======== Data shown
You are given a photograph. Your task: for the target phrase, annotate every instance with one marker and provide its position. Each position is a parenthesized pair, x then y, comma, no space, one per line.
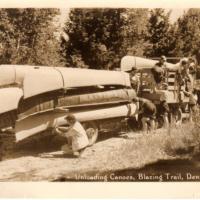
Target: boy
(76,136)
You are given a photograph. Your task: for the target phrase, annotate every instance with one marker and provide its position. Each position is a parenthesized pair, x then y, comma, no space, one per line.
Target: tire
(92,132)
(176,117)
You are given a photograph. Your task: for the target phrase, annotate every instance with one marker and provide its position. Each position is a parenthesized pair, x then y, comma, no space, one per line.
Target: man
(134,78)
(147,110)
(76,136)
(159,71)
(193,98)
(163,111)
(162,62)
(184,77)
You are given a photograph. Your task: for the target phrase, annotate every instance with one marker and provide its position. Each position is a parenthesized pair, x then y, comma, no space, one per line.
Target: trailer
(35,99)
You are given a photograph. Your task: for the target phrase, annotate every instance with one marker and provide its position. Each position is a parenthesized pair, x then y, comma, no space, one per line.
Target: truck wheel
(92,132)
(176,117)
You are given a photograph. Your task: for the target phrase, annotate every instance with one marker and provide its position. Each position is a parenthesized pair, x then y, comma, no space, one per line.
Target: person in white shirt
(193,98)
(76,136)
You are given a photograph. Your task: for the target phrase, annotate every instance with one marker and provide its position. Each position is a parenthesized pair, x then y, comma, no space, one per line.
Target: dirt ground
(103,156)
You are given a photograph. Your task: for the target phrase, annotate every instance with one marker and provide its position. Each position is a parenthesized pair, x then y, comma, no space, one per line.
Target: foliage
(100,37)
(27,37)
(160,34)
(187,36)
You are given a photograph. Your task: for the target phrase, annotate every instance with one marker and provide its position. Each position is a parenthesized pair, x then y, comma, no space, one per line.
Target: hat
(163,58)
(70,117)
(184,61)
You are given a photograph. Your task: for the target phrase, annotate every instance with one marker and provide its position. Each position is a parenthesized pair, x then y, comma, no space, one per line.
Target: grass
(174,143)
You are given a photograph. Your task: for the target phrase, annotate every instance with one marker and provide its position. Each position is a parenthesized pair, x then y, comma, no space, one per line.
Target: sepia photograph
(99,94)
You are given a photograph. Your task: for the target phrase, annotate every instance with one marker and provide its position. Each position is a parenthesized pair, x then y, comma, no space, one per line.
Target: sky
(175,14)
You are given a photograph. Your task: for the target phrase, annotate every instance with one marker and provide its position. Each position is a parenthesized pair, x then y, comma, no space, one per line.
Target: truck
(172,92)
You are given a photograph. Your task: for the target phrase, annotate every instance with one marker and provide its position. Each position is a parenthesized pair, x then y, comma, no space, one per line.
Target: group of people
(148,110)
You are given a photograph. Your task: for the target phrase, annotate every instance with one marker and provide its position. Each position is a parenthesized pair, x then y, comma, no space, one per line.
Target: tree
(160,34)
(28,37)
(95,37)
(188,34)
(98,38)
(135,31)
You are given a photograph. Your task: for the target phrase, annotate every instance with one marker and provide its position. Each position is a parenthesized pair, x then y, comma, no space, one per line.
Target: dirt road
(103,156)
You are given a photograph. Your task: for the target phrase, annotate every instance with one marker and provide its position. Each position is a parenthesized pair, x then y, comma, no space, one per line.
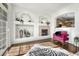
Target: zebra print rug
(42,51)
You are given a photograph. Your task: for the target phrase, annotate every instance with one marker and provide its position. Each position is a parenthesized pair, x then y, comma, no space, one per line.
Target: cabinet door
(72,48)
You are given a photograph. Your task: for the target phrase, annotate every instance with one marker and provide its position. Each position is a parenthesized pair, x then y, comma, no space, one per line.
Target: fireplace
(44,31)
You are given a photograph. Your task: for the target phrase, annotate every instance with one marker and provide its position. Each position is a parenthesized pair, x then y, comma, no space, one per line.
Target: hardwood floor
(23,48)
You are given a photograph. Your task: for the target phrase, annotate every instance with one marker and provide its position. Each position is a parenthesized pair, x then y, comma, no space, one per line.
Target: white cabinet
(3,27)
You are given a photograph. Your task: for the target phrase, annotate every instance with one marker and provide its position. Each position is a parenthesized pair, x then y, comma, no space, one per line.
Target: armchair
(60,36)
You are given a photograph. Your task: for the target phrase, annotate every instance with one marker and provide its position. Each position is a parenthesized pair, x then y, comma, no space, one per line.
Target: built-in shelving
(3,28)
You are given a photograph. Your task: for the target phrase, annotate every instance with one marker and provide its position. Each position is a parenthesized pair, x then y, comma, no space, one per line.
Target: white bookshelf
(27,26)
(3,27)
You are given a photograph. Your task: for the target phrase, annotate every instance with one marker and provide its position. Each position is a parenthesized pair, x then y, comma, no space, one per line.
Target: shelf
(43,24)
(25,23)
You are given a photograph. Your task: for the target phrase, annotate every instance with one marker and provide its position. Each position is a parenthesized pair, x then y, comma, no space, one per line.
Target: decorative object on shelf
(43,20)
(65,20)
(20,20)
(26,33)
(26,17)
(47,23)
(76,39)
(29,21)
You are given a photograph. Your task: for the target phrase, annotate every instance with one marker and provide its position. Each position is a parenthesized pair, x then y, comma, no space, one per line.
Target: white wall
(35,17)
(73,31)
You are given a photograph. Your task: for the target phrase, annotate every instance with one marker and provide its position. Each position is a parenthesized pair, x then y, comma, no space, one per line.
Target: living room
(28,25)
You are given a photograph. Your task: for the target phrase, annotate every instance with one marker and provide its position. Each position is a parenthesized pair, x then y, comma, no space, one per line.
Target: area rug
(39,50)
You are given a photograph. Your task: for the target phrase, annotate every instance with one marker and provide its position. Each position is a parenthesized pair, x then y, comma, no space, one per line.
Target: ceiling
(42,8)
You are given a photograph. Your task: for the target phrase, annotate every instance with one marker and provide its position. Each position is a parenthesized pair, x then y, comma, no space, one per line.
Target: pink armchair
================
Pictures in the records above are left out; print everything else exactly as written.

You are given a photograph. Your task: for the target phrase, annotate every instance with one marker and provide its position. Each position is a parenthesized pair, x then y, comma, no space, one per line.
Target: boy
(76,136)
You are given a photograph. Your task: for the target phrase, annotate every instance with one marker and provide its position. Each position is a parenthesized pair, x then y, comma, no space, one per line.
Target: tire
(92,132)
(176,117)
You are given a photograph. Your task: for the target phrase, annotate every instance with one marker and provide its position. Each position is a parenthesized pair, x then y, comma, no space, one per line.
Target: man
(134,78)
(147,110)
(76,136)
(159,71)
(193,98)
(163,111)
(162,62)
(184,77)
You are given a photograph. Your task: for the target phrase, annotate every instance with one marker and provide its position. Each position is a parenthesized pair, x then y, comma, no space, one per line.
Target: trailer
(35,99)
You are given a photograph. Your task: for the target phrase, annotate every instance with one marker and provide its position. Each position is a parenthesized pair, x then y, comma, no space, one per line.
Target: truck wheel
(92,132)
(176,117)
You are given a photograph. Your task: for the target phrase, annotate every instance with one marker and provide its position. Each position is a parenthesized pair, x then y, comma, no space, one per line.
Target: person in white shirt
(193,98)
(76,136)
You are given a photograph. Your task: for the target phrase, annotate every instance with one marker and provide its position. Each position is a parenthesized pair, x then y, comma, no space, one per line.
Target: dirt ground
(103,156)
You are given a photograph. Your task: for the target phrase, annotate every instance with one marker and provide its position. Each position is a parenthesized pair, x then y, comma, no space, one per line.
Target: foliage
(100,37)
(27,37)
(160,34)
(187,36)
You are given a photograph. Your task: for the target phrase, annotate every instance with one marker and provide its position. Each position is a parenthesized pair, x then y, comma, no space, one per line.
Target: hat
(163,58)
(70,117)
(184,61)
You are given a photograph. Your task: for the target phrase, annotate every instance with one marker and provide its position. Each position is a parenthesized pair, x then y, comma, no space, one per line.
Target: grass
(174,143)
You are given a photograph. Your task: for the target phrase, annotate every instance with one marker and provide its position. Each position is a parenthesized pair, x then y, comma, no space, one per line.
Target: sepia photograph
(99,94)
You are given a photograph. Your task: for the target phrase, annotate every instance with one marker and provide its position. Each position is a parenthesized pair, x then y, comma, no space, one per line.
Target: sky
(175,14)
You are given a photograph. Your task: for the target phrase, annotate every instance with one marker and provide its position. Each position is a parenthesized pair, x then y, comma, no space, one per line.
Target: truck
(172,92)
You are given a photograph. Your task: for the target phrase, annotate every instance with one marker and provide its position. Each position is a parenthesized pair, x then y, comma, no space, one per line.
Target: group of people
(148,110)
You are given a photograph. Your task: for the target phrase, annotate every instance with one marker and provide its position. Each position is a parenthesized pair, x then y, comma, no space, one per line.
Target: tree
(160,34)
(28,37)
(95,37)
(188,34)
(98,38)
(135,31)
You are given a photograph. Your task: for the target phrase, annotate every instance with one marker and provide its position. Each position is a parenthesized pair, x then y, comma, no space, one per line.
Target: dirt road
(103,156)
You are given a photograph. Your task: for the target phrase, annotate every instance with one marker and provide its position. Each position is a parenthesized pair, x then y, comma, no space, one per line.
Target: zebra print rug
(42,51)
You are given a photograph. Your task: for the target phrase, annotate every instance with one marker and provide its position. Each position is a parenthesized pair, x then y, comma, no space, one per line.
Target: cabinet door
(72,48)
You are given a photograph. Your task: for the target phrase, annotate every instance with one marker and provide its position. Each position is a parenthesized pair, x then y, comma, no space, one per line.
Target: fireplace
(44,31)
You are given a photograph. Your task: for the target phrase, annotate every instance with one marker and provide its position. Each position is a parenthesized pair, x then y, comma, no space, one per line.
Target: hardwood floor
(23,48)
You are given a photograph. Your task: for the target phrase, annotate every instance with one marker and provide its position. Each position is a parenthesized pair, x then y, comma, no space, one per line.
Target: white cabinet
(3,27)
You are given a photograph. Your task: for the target phrase, annotate every instance with one marker and provide its position. Each position is a parenthesized pair, x then y, comma, no space, one per line.
Target: armchair
(60,36)
You are given a photograph. Your task: for the target phrase, annotate every instance with one marker and provide its position. Each position is a parenthesized pair, x then y, comma, no space, one per line.
Target: built-in shelving
(3,28)
You are given a photograph. Your task: for the target phrase, annotate every instance with one marker and provide its position. Each position is a parenthesized pair, x then y, comma, no space, one per line.
Target: white bookshelf
(27,26)
(3,27)
You are given a photograph. Your task: for the target phrase, annotate every instance with one marker and provide its position. Each position is a parenthesized pair, x then y, comma, no space, one per line.
Target: shelf
(43,24)
(25,23)
You are given a photograph. Your task: for the target phrase, annotate every instance with one marker and provide its position. Each position is a parenthesized pair, x then y, comma, no space, one per line.
Target: decorative object on shelf
(43,20)
(65,20)
(20,20)
(26,33)
(26,17)
(47,23)
(76,39)
(29,21)
You are given a photograph. Your task: for the target phrase, annotate every instance with one marker and provide its position. Each position is a parenthesized pair, x then y, comma, no space, one per line.
Target: white wall
(35,17)
(73,31)
You are given a photograph. Your task: for the target phrase, annotate every instance with one marker and provide its position. Each position is a parenthesized pair, x then y, comma, no space, one per line.
Target: living room
(28,25)
You are given a photograph. Your task: for the target phrase, annotate every instance with one marker and provide its position. Each position is a parenthesized pair, x then y, comma, no space, one per line.
Target: area rug
(39,50)
You are given a photograph. Your task: for the target phrase, annotate every instance with one marker and provide its position. Each position is a parenthesized pair, x then y, comma, no space, one per line.
Target: ceiling
(42,8)
You are given a photograph. Your task: for the target phrase, annotate every instance with one marker and provide its position. Each position is a parenthesized pair, x then y, comma, no space, one per line.
Target: pink armchair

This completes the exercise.